Data for analysis:
>>>

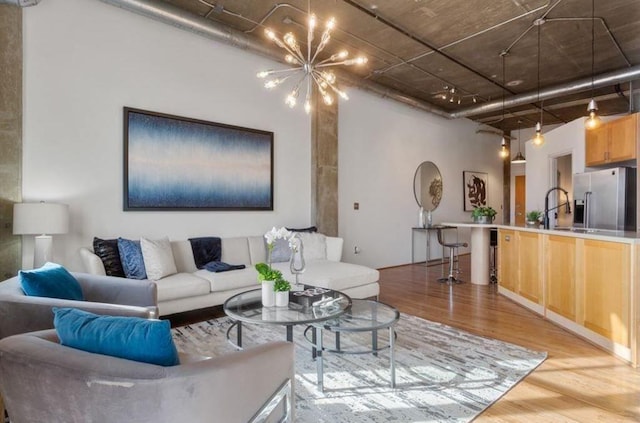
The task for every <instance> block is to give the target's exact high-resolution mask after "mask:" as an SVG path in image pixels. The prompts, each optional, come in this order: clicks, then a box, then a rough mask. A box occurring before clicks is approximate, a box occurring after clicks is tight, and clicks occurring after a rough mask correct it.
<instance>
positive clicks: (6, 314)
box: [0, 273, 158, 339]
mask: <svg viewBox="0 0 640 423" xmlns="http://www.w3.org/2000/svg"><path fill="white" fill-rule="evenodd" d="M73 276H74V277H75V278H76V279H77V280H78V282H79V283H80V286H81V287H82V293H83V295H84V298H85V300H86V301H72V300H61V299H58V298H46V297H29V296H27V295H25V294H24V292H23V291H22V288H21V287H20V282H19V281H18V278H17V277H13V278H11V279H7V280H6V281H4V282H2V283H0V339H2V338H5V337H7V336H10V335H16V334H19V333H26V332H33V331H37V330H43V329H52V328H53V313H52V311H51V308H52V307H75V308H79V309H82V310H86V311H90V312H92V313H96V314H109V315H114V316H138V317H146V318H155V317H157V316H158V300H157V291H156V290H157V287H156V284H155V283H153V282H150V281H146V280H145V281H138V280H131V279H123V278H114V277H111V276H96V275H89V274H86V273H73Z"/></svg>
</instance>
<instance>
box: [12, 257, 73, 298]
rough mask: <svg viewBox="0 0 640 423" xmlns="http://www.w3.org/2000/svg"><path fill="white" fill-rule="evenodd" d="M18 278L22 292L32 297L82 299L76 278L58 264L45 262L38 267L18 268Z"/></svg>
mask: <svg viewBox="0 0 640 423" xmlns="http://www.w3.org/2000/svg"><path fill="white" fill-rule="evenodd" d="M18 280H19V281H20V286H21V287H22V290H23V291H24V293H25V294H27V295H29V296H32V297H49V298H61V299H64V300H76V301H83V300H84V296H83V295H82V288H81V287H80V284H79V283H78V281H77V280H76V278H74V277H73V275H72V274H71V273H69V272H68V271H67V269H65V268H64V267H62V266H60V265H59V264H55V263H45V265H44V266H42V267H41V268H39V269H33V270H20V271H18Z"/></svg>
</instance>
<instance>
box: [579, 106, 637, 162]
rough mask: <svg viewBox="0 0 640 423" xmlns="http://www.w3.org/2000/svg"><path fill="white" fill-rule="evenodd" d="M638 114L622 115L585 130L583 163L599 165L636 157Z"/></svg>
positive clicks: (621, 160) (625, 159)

<<<
>>>

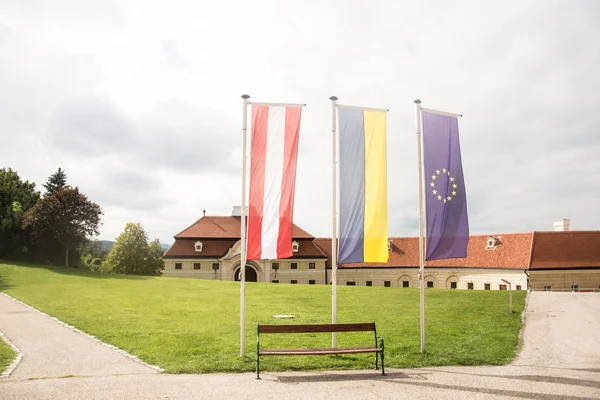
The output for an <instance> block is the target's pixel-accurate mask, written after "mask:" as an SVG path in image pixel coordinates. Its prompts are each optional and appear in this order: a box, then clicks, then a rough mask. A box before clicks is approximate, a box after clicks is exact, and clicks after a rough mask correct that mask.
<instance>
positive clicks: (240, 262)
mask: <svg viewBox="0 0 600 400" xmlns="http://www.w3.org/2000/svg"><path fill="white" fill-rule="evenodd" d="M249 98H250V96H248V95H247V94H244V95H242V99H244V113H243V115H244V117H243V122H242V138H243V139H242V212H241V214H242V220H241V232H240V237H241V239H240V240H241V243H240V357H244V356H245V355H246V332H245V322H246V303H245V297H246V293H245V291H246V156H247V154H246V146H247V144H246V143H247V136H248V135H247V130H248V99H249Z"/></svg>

<<<

How to complete this task:
Repeat the stretch of the material from the line containing "The task for" through the line containing "box: [0, 273, 158, 339]", including both of those lines.

Response below:
The task for every <instance> block is to give the target's exact high-resolution mask after "mask:" as an SVG path in image pixels. The prompts, each optional, come in this order: clicks, then a box, then a rough mask. A box occurring before clicks is approximate, a box occurring after clicks is tight, and clicks occurring after a rough mask correct it.
<instance>
positive clicks: (6, 314)
box: [0, 273, 158, 339]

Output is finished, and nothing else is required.